● SELECTED TEXT:
Speaking of changing things previously established might I quote Yoda? “A Jedi uses the force for knowledge and defence. Never for attack.” All the Jedi use the force to throw things at opponents, knock them off high places & smash them into walls. It seems, too, that Obi-Wan has decided that having the high ground in a lightsabre fight is an automatic win. He's on a slope up from Anakin and when the latter tries to jump over him he gets his arm & a leg cut off. How come Darth Maul never managed that? Or does it only count when a Jedi is the one above his opponent? I was thoroughly uncomfortable with Obi-Wan just standing watching the, now basket-case, Anakin sliding into the lava & bursting into flames.

And just how fast is hyperspace travel? Palpatine fights Yoda (who gives up & runs away for no apparent reason) on Coruscant & then becomes aware that 'Lord Vader is in danger.' Since the impression is that these two duels are roughly simultaneous how can Plapatine get to the volcano planet in the Outer Rim before Anakin - who now needs a walking iron lung to keep him alive - dies? And when they're re-assembling him why does he get no treatment for his burns? Don't they have bacta? Or even anaesthetic? Have prosthetics advanced so far that just clipping them to his stumps is sufficient?

● DATA SUPPLIED:
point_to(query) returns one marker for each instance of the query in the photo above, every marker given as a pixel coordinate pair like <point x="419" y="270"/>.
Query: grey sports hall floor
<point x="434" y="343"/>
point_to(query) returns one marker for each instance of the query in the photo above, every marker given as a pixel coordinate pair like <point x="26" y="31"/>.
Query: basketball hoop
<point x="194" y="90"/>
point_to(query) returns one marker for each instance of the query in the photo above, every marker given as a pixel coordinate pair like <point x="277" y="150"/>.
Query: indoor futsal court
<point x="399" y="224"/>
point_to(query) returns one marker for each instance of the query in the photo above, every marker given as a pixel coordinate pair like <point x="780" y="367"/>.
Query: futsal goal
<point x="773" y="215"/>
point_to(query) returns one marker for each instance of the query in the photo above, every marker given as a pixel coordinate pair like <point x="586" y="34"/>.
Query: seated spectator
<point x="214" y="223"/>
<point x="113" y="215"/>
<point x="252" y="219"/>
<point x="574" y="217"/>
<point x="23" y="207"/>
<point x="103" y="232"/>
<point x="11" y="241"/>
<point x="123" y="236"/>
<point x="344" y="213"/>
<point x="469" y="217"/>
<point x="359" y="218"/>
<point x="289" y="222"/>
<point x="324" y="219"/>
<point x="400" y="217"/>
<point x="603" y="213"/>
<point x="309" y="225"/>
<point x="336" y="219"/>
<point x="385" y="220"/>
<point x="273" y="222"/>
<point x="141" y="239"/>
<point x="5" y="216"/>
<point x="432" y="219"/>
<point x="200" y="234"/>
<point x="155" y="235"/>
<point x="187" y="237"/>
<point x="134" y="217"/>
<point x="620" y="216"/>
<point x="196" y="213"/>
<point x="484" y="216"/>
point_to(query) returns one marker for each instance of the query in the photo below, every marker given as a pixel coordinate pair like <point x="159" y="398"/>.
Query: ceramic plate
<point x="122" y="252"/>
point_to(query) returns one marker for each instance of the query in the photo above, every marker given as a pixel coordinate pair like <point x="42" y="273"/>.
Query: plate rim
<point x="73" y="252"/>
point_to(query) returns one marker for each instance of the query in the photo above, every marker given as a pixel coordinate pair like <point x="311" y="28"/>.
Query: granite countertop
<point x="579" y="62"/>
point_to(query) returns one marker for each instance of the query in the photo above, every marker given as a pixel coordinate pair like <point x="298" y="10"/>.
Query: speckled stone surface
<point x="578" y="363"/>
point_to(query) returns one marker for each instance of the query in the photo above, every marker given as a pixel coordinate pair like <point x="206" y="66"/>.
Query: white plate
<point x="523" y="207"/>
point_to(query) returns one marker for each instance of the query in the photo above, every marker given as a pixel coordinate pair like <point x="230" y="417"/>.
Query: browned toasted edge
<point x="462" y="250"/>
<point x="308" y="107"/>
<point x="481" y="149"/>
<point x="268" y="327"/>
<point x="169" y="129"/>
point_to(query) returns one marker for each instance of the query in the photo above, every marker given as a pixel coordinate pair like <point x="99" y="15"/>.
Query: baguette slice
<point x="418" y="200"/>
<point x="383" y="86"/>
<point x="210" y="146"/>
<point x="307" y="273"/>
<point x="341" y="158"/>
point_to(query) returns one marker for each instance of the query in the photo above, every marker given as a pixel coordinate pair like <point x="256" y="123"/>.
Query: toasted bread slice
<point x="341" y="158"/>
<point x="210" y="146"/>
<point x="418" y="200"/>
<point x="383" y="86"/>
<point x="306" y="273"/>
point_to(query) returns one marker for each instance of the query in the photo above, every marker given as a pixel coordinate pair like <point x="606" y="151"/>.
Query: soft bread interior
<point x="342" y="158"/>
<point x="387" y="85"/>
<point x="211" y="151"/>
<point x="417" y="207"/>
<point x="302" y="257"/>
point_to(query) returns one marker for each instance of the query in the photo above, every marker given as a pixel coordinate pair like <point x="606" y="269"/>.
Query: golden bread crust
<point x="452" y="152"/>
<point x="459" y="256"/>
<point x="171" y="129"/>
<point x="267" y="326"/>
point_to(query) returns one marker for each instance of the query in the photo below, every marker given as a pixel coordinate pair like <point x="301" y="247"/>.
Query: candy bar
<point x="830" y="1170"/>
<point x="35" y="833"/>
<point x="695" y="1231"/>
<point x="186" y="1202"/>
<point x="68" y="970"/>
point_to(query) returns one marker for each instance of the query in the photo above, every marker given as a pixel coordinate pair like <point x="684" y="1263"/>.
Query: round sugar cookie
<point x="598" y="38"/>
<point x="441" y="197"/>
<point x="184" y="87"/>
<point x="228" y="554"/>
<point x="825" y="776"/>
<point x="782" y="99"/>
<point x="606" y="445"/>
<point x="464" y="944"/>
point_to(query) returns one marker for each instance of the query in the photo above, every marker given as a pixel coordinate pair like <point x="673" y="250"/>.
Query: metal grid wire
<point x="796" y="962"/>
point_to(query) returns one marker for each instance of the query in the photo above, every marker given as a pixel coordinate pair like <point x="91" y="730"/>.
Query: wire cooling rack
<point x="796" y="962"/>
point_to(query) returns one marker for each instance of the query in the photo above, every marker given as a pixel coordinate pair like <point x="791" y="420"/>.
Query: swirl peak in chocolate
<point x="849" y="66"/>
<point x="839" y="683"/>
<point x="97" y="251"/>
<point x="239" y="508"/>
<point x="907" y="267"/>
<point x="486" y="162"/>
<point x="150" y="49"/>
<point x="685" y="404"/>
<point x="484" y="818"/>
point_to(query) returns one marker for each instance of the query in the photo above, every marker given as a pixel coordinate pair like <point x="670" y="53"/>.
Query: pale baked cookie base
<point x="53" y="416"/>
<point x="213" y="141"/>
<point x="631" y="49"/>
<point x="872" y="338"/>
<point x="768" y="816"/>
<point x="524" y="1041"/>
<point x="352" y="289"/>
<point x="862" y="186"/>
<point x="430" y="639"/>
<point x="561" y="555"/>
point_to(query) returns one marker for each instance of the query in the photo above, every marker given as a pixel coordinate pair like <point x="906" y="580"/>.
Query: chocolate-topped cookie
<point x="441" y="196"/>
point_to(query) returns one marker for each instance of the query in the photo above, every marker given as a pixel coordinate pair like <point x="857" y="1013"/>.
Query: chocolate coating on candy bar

● SET OF TASKS:
(a) Answer these questions using the Star Wars commentary.
(i) According to the quoted words of Yoda, what two things does a Jedi use the force for?
(ii) What does Anakin lose when he tries to jump over Obi-Wan?
(iii) On what planet does Palpatine fight Yoda?
(b) List every action that the Star Wars commentary says all the Jedi use the force to do.
The data play no role in this exercise.

● TASK-BY-TASK RESULTS:
(a)
(i) Knowledge and defence.
(ii) His arm and a leg.
(iii) Coruscant.

(b)
- Throw things at opponents
- Knock them off high places
- Smash them into walls